-- START Passage shown --

These examples all show lvalue reference parameters, but type deduction works exactly the same way for rvalue reference parameters. Of course, only rvalue arguments may be passed to rvalue reference parameters, but that restriction has nothing to do with type deduction.

The lvalue reference examples given in the section before the quoted paragraph are as follows.

If this is our template,

template<typename T>
void f(T& param); // param is a reference

and we have these variable declarations,

int x = 27;          // x is an int
const int cx = x;    // cx is a const int
const int& rx = x;   // rx is a reference to x as a const int

the deduced types for param and T in various calls are as follows:

f(x);  // T is int, param's type is int&
f(cx); // T is const int, param's type is const int&
f(rx); // T is const int, param's type is const int&

The Question: For me, the paragraph quoted above, is a bit confusing for the following reason.

-- END Passage shown --
-- START Data segment --

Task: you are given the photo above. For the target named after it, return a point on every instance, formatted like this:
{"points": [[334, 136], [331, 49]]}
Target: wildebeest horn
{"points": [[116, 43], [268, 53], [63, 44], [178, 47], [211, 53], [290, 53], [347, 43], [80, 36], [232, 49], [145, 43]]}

-- END Data segment --

Directive
Carry on the text about C++ template type deduction with reference parameters, starting right after its last sentence. The data has no connection to the text on template type deduction.

Task answer
If I try to workout myself, the Case 1 example that deals with rvalue references, how should it look? May be like the following?

template<typename T>
void f(T&& param); // param is an rvalue reference

But isn't this case the same as Case 2: ParamType is a Universal Reference?

How can an rvalue reference be shown in Case 1 without it automatically becoming a Universal/Forwarding reference, since this is in a type deduced context?

One way to understand this is may be to map it to Case 2 sub case 2, where the initializing expression is an rvalue. In that case it is specified to work just as Case 1. So may be this is a loop back from Case 2 to Case 1.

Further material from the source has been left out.